**How to complete this task**
Give back the lines below verbatim, omitting all pictures.

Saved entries
********************

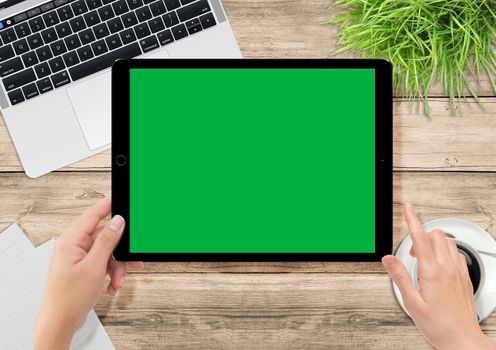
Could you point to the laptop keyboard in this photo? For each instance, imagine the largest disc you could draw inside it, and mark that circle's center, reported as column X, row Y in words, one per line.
column 62, row 41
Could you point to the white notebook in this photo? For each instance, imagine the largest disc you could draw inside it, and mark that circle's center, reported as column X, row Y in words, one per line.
column 22, row 281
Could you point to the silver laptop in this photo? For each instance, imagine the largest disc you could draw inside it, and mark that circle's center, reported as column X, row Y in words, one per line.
column 54, row 65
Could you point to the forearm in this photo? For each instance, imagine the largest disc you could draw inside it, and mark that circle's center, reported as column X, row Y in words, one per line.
column 51, row 335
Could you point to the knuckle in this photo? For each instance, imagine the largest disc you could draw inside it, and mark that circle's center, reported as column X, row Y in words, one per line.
column 104, row 239
column 92, row 272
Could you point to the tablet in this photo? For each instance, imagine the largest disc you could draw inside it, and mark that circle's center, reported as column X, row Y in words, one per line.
column 252, row 160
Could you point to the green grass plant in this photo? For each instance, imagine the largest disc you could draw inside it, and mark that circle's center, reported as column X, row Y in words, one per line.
column 427, row 41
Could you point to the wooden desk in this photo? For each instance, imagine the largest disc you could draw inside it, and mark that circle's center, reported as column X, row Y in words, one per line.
column 444, row 166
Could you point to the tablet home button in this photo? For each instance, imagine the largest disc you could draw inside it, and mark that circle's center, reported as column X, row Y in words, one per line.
column 120, row 160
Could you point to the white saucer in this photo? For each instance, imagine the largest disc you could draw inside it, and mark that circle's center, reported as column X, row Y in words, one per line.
column 474, row 236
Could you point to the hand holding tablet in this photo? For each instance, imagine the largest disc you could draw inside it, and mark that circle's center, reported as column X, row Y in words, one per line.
column 252, row 159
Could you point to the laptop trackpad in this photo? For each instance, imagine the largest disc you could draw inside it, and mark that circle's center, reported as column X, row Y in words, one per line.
column 91, row 101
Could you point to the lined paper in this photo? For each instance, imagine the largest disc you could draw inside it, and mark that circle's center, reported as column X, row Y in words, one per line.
column 23, row 274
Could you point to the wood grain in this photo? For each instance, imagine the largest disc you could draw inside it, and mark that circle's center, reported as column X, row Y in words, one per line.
column 45, row 207
column 294, row 29
column 447, row 142
column 253, row 311
column 445, row 166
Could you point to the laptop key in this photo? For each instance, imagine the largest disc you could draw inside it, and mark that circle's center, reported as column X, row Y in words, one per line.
column 113, row 42
column 158, row 8
column 134, row 4
column 60, row 79
column 194, row 29
column 63, row 29
column 172, row 4
column 106, row 13
column 77, row 24
column 22, row 30
column 10, row 66
column 179, row 31
column 101, row 30
column 120, row 7
column 115, row 25
column 42, row 70
column 8, row 35
column 170, row 19
column 87, row 36
column 194, row 9
column 104, row 61
column 129, row 19
column 20, row 17
column 99, row 47
column 36, row 24
column 92, row 18
column 30, row 59
column 127, row 36
column 60, row 2
column 19, row 79
column 165, row 37
column 20, row 46
column 85, row 53
column 192, row 22
column 65, row 13
column 79, row 7
column 148, row 44
column 51, row 18
column 16, row 97
column 156, row 24
column 6, row 52
column 35, row 41
column 71, row 59
column 58, row 48
column 143, row 14
column 56, row 64
column 33, row 12
column 44, row 85
column 142, row 30
column 93, row 4
column 47, row 6
column 49, row 35
column 44, row 53
column 72, row 42
column 207, row 20
column 30, row 91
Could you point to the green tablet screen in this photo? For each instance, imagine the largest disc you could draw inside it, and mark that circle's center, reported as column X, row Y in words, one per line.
column 252, row 161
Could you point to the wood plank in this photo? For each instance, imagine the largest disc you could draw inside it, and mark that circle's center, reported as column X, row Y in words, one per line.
column 45, row 207
column 253, row 311
column 294, row 29
column 446, row 142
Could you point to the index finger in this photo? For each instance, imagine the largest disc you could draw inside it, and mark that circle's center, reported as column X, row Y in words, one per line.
column 89, row 220
column 421, row 245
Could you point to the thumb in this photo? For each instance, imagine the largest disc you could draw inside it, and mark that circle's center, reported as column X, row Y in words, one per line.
column 397, row 271
column 106, row 240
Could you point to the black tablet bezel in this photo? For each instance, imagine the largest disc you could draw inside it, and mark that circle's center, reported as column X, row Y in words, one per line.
column 383, row 146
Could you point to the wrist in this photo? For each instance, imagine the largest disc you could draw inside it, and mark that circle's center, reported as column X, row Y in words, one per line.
column 52, row 333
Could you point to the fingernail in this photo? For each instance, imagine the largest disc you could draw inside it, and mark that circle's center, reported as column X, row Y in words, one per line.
column 116, row 223
column 387, row 261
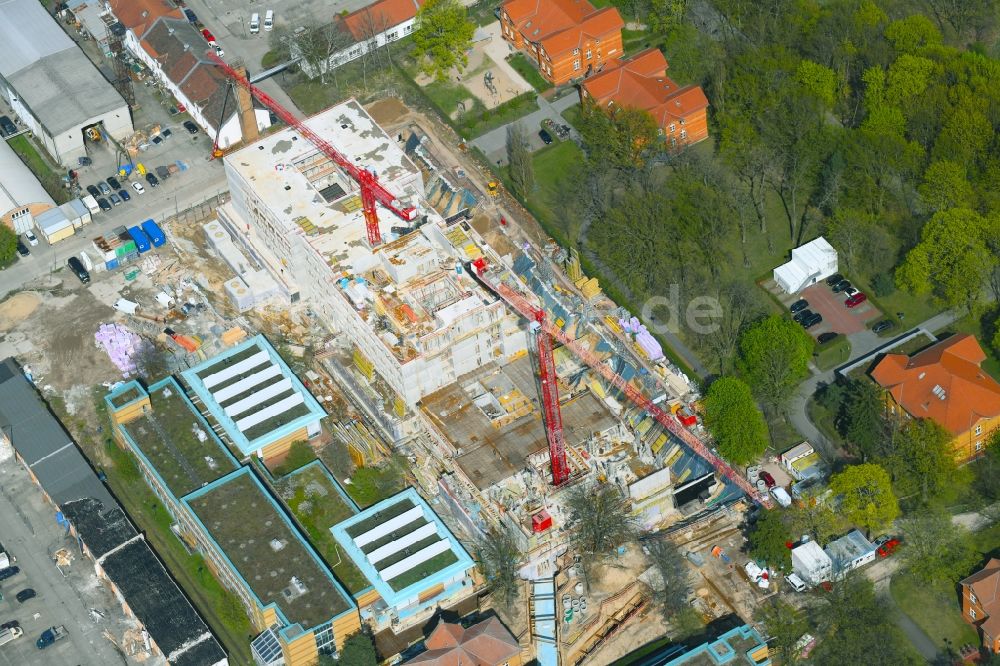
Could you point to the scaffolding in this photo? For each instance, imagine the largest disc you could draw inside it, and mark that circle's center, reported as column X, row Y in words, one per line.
column 123, row 75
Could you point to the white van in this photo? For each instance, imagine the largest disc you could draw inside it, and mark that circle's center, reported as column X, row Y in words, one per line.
column 7, row 635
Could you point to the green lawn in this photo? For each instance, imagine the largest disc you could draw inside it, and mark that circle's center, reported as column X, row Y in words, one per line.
column 50, row 179
column 936, row 611
column 525, row 68
column 832, row 354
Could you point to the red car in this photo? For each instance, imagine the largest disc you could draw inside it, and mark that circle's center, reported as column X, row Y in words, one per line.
column 855, row 300
column 768, row 479
column 888, row 548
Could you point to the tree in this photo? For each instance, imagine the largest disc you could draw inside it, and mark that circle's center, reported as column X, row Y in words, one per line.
column 857, row 628
column 734, row 420
column 358, row 651
column 945, row 186
column 866, row 496
column 622, row 137
column 669, row 563
column 522, row 171
column 774, row 357
column 599, row 522
column 953, row 259
column 922, row 462
column 442, row 36
column 8, row 245
column 785, row 625
column 499, row 557
column 864, row 420
column 937, row 552
column 769, row 541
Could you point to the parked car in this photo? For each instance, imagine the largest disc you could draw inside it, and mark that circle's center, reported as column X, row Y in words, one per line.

********************

**Exercise output**
Could you point to the laptop keyboard in this photo? For each instance, imagine the largest disc you could draw inside it, and mark that circle's center, reported as column X, row Y in words, one per line.
column 62, row 41
Could you point to the white notebook in this photo? For each instance, imagine the largest disc you could draw inside it, and mark that circle's center, reported as column X, row Y in words, one per line.
column 22, row 281
Could you point to the silver laptop in this photo? For each instance, imagine the largest disc you could draw inside it, and mark that circle's center, reported as column X, row Y in words, one per line.
column 54, row 65
Could you point to the forearm in this photo? For each instance, imagine the largest disc you could draw inside it, and mark that circle's center, reported as column X, row Y in words, one per line.
column 51, row 335
Could you point to the knuckle in this photo? For each instance, imagine the largest disc you could draw inside it, and mark that circle's center, reported as column X, row Y in words, one per line.
column 104, row 239
column 92, row 272
Could you point to the tablet in this photo? For each instance, imagine the largest disc you could draw inside it, and mark that circle's center, reported as column X, row Y in words, one per line.
column 252, row 160
Could you point to the green grass plant in this photo? For each instance, imagine the largest disc you could draw inside it, and mark that circle's center, reported as column X, row Y in words, one per line.
column 427, row 41
Could you point to the wooden desk in this photo? For each instance, imagine the largest disc you could draw inside it, and mark that circle's center, reported as column X, row Y in words, one per line.
column 444, row 166
Could you point to the tablet home button in this photo? For each instance, imagine the largest disc you could draw inside it, and mark that circle's center, reported as column X, row Y in words, one per line.
column 120, row 160
Could you point to the white saucer in this photo? For each instance, imagine the largest disc you could draw inside it, and mark that circle's center, reported as column X, row Y in words, one per line.
column 474, row 236
Could you point to the hand holding tablet in this photo? For each instance, imagine the largest disc you could draw inside it, and mark that circle's center, reported as column X, row Y in words, one per line.
column 252, row 159
Could you point to the laptop trackpad in this photo? For each instance, imagine the largest disc you could draw inside it, and mark that circle's center, reported as column X, row Y in words, one per line.
column 91, row 101
Could you point to the lined paper in this photo? For each instance, imagine the largest disc you could draw inside it, and mark that circle's center, reported as column X, row Y in words, one per line.
column 23, row 274
Could you point to the wood grain in this photo? For each instance, imagine the largest disc you could draw inside it, and mark that circle's center, reported as column X, row Y in words, one per line.
column 45, row 207
column 294, row 29
column 447, row 142
column 253, row 311
column 445, row 166
Could you point to the laptop key in this photo? For each instance, imagine the largest disc you could draw inside it, and mark that circle's center, reported as column X, row Y in words, one per line.
column 113, row 42
column 158, row 8
column 134, row 4
column 60, row 79
column 194, row 29
column 63, row 29
column 172, row 4
column 106, row 13
column 77, row 24
column 22, row 30
column 10, row 66
column 179, row 31
column 101, row 30
column 120, row 7
column 115, row 25
column 42, row 70
column 8, row 35
column 170, row 19
column 87, row 36
column 194, row 9
column 104, row 61
column 129, row 19
column 20, row 17
column 99, row 47
column 36, row 24
column 92, row 18
column 30, row 59
column 127, row 36
column 60, row 2
column 19, row 79
column 165, row 37
column 20, row 46
column 85, row 53
column 192, row 22
column 65, row 13
column 79, row 7
column 148, row 44
column 51, row 18
column 16, row 97
column 156, row 24
column 6, row 52
column 35, row 41
column 71, row 59
column 58, row 48
column 143, row 14
column 56, row 64
column 33, row 12
column 44, row 85
column 142, row 30
column 93, row 4
column 47, row 6
column 49, row 35
column 44, row 53
column 72, row 42
column 207, row 20
column 30, row 91
Could you point to the green tablet screen in this photo? For each instance, imagine the largest disc you could draw inside it, and mark that circle's center, reported as column X, row Y in words, one per line.
column 252, row 161
Could you point to the wood plank in this photo? For each instance, imagine the largest disc you could draw inside it, and mark that circle's center, reported as column X, row Y in words, one per line.
column 45, row 207
column 253, row 311
column 294, row 29
column 446, row 142
Could you point to the index finger in this photo? For each instance, imagine the largest disc you could draw inside it, and mark that circle's center, reported as column X, row Y in words, one per line.
column 89, row 220
column 421, row 245
Could you point to the thumb in this photo? For each instance, imagine the largest disc you could draw inside it, and mark that circle's center, reported as column X, row Y in words, one per line.
column 397, row 271
column 106, row 240
Could you point to the black tablet bezel in this photo? For each instance, imagine the largest disc you could draw inside it, and mark that circle's center, reported as column X, row Y in words, one per line.
column 383, row 146
Could you point to the wrist in this photo? For each instance, imagine the largest disc you could draw inside it, and mark that circle's center, reported as column X, row Y in words, one per line.
column 52, row 333
Could you point to the fingernail in this photo? For each instance, imagine the largest disc you could draw inside it, and mark that circle's center, reported as column X, row Y in words, one per line.
column 116, row 223
column 387, row 261
Could you point to the scaffolding in this photo? For each instance, imagine the largest disc you could draw inside it, and mark that circle's center, reported as column X, row Y in words, one per line.
column 123, row 75
Could you point to the white van in this photo? For each instance, imagine the largest disc you could draw inside it, and mark that circle's center, reported as column X, row Y in words, one per line.
column 7, row 635
Could you point to the green lawn in this photo? For each instance, imagine the largest disc you could draw inside it, and mark that circle's center, reported as column X, row Y in words, one per line.
column 50, row 179
column 936, row 611
column 525, row 68
column 832, row 354
Could you point to the red car in this photo? For each instance, imagine the largest disc you could draw inside it, and mark that circle's center, reported as column X, row Y in words, one per line.
column 855, row 300
column 768, row 479
column 888, row 548
Could you point to the tree in this photo? For each instance, imagine the largest disc you could draw inside it, and mark that circle's center, reported as column X, row Y in words, one per line.
column 857, row 628
column 734, row 420
column 358, row 651
column 945, row 186
column 866, row 496
column 622, row 137
column 669, row 563
column 522, row 171
column 774, row 357
column 599, row 522
column 953, row 259
column 922, row 462
column 442, row 36
column 8, row 245
column 785, row 625
column 499, row 557
column 864, row 420
column 937, row 552
column 769, row 541
Could you point to the parked car in this photo? For each instance, imagine the largest disc you could draw inside it, and mark that circle's center, reported as column X, row Y in words, one per line.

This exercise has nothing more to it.